━━━━━ TEXT EXTRACT
The Mary Ward Legal Centre in Holborn, Central London, is typical of how the legal aid shake-up is unwittingly hitting some of those most deserving of legal help. The centre provides pro bono legal services to more than 1,000 of London’s needy a year, including debt counselling. Its pro bono unit is faced with imminent closure, with a six-month respite until October to give it one last chance to raise the funds it needs to keep going.
The centre helps hundreds of people a year who cannot afford legal advice but have ended up needing it. They are cases, according to Lee Callaghan, a City lawyer who is one of the volunteer legal advisers, that Citizens Advice Bureaux would struggle to pursue, but are not high-profile enough to get any attention normally. “Yet,” he says, “they are everyday tales of anguish and torment on a human scale that affects people we all know.”
Take the case of the person landed with an electricity bill for £2,500 that arrived out of the blue — an incorrect assessment — that carries the threat of being cut off if not paid. The bill results from the fraud of one of the thousands of “energy switch” agents who operate by banging on a door and persuading the person to switch suppliers or forges his or her signature.
Or the case of a water bill that arrived from Thames Water for £2,000 even though the tenant had rented the same flat for nearly 50 years and had never before been presented with a bill. The landlord was refusing to pay it as required under the terms of the tenant’s protected tenancy. Or the case of the elderly lady talked into installing a loft which, when fitted, was so small and badly constructed that it was a death trap to get into and then persuaded to take out a loan to pay for it at an annual interest rate of 28 per cent.
Now, the free help for these cases and up to 1,000 similar ones a year that are handled by the centre is at risk.
The centre was established more than 100 years ago as the Poor Man’s Lawyer Service, a precursor to the postwar legal aid scheme. Mary Ward was a Victorian novelist (pen name Mrs Humphry Ward) who founded the Mary Ward Settlement to provide cultural and educational opportunities for the poor. She was instrumental in setting up Somerville College, the first women’s college at Oxford, and also introduced the first school for physically handicapped children and the play centre movement to England.
The centre is still a leading adult education institution, while its legal counterpart helps 5,000 people a year (more than half are ineligible for legal aid) including the 1,000 handled by the pro bono unit.
Changes to legal aid mean that new funding contracts for law centres such as Mary Ward are putting budgets under pressure: many more clients are being helped on more limited funds and so there is no spare cash for the pro bono unit.
Last week Pip Salvador-Jones, the director, wrote to all 60 volunteer pro-bono lawyers — from law firms of all sizes including many of the big City firms, as well as chambers and companies — notifying them of the closure.
━━━━━━━━━━
● **WHAT THE TASK ASKS**
Write out the passage of the Mary Ward Legal Centre article that begins at the words "Or the case of a" and stops after the words "is at risk.". The data that comes next has no connection to the text.
━━━━━ DATA EXTRACT
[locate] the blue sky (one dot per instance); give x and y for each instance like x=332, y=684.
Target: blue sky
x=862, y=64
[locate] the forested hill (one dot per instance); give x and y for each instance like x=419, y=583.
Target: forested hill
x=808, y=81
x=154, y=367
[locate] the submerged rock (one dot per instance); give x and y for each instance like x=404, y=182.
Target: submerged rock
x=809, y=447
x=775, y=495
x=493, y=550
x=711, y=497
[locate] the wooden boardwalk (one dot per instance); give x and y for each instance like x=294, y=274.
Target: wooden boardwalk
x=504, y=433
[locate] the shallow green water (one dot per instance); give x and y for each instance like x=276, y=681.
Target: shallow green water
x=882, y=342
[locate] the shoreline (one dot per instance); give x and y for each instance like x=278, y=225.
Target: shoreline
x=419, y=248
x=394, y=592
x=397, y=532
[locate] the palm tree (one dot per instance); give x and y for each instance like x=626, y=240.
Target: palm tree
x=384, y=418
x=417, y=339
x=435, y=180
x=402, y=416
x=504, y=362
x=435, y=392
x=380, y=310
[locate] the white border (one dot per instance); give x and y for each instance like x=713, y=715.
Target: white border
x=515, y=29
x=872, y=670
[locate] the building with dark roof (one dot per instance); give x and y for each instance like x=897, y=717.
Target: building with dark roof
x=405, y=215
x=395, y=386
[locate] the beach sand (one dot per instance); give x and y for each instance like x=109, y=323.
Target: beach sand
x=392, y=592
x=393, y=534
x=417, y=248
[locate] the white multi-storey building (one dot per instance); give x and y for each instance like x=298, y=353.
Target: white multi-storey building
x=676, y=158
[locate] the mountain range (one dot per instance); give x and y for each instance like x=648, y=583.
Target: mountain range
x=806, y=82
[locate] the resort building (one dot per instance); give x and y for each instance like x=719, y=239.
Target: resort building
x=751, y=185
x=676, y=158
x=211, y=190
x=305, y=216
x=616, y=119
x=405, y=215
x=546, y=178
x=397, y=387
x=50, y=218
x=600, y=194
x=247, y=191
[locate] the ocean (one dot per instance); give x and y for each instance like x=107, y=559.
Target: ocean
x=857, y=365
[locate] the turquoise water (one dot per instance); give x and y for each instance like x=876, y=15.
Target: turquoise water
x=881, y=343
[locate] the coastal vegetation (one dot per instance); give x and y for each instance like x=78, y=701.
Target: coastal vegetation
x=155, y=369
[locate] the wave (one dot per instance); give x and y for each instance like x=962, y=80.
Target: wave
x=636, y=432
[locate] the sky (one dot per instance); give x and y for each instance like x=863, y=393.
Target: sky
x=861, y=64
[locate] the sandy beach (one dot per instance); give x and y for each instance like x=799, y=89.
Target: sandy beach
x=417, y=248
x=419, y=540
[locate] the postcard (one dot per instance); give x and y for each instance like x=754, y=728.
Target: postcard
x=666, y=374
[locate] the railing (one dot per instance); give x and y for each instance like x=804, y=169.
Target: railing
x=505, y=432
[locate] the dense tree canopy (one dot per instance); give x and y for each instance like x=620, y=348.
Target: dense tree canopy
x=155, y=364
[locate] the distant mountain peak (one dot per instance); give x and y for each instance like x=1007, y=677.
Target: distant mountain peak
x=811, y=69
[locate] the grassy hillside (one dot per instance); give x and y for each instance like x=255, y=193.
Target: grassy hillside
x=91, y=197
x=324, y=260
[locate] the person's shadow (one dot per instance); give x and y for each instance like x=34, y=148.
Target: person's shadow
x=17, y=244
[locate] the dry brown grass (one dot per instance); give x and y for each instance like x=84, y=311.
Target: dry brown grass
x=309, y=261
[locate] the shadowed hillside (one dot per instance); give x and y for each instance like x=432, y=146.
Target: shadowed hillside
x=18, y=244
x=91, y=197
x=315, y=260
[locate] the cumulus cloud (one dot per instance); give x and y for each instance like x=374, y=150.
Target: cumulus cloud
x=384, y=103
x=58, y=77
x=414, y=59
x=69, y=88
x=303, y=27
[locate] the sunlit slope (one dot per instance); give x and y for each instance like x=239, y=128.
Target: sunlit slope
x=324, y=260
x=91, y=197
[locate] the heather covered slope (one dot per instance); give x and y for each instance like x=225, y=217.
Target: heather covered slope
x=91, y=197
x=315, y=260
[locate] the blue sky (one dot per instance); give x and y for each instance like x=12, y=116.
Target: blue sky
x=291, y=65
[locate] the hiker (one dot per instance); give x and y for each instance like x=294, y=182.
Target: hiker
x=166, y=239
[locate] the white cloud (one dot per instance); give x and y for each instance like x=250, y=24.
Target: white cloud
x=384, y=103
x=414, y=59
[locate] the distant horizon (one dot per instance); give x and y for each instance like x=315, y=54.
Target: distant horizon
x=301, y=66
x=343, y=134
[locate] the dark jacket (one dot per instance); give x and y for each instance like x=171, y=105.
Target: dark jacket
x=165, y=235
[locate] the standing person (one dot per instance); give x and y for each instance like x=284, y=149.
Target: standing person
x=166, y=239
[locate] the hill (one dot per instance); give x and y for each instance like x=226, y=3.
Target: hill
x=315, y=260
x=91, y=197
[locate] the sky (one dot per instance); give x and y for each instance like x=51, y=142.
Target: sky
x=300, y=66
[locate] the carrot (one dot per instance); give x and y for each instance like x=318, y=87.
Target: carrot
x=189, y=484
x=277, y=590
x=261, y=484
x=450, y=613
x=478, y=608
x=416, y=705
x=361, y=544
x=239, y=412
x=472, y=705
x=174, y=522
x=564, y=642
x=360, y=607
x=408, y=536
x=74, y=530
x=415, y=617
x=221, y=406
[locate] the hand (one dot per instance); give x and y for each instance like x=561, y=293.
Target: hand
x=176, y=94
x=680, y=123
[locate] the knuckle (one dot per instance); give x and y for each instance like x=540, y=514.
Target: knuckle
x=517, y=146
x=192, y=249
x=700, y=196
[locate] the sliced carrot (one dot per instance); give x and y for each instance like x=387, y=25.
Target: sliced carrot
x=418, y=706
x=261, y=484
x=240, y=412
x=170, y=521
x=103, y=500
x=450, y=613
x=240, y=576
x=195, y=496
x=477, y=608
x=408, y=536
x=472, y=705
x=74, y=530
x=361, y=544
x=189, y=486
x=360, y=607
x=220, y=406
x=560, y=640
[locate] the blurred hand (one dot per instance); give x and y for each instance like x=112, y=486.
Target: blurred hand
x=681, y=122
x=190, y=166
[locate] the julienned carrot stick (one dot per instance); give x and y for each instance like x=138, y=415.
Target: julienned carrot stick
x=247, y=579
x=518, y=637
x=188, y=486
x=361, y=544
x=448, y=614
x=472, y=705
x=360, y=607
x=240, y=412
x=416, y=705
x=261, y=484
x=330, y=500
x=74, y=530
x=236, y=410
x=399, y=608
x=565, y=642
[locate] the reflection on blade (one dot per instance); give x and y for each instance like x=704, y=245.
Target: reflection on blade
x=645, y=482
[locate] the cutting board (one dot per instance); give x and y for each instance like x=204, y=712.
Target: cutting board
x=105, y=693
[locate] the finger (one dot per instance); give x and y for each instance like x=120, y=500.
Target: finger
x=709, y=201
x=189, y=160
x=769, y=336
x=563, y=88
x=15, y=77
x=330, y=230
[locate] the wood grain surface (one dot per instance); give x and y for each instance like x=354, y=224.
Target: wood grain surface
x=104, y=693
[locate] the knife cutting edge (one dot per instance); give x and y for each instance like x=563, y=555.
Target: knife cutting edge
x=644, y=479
━━━━━━━━━━
● **SOLUTION FOR THIS EXERCISE**
Or the case of a water bill that arrived from Thames Water for £2,000 even though the tenant had rented the same flat for nearly 50 years and had never before been presented with a bill. The landlord was refusing to pay it as required under the terms of the tenant’s protected tenancy. Or the case of the elderly lady talked into installing a loft which, when fitted, was so small and badly constructed that it was a death trap to get into and then persuaded to take out a loan to pay for it at an annual interest rate of 28 per cent.
Now, the free help for these cases and up to 1,000 similar ones a year that are handled by the centre is at risk.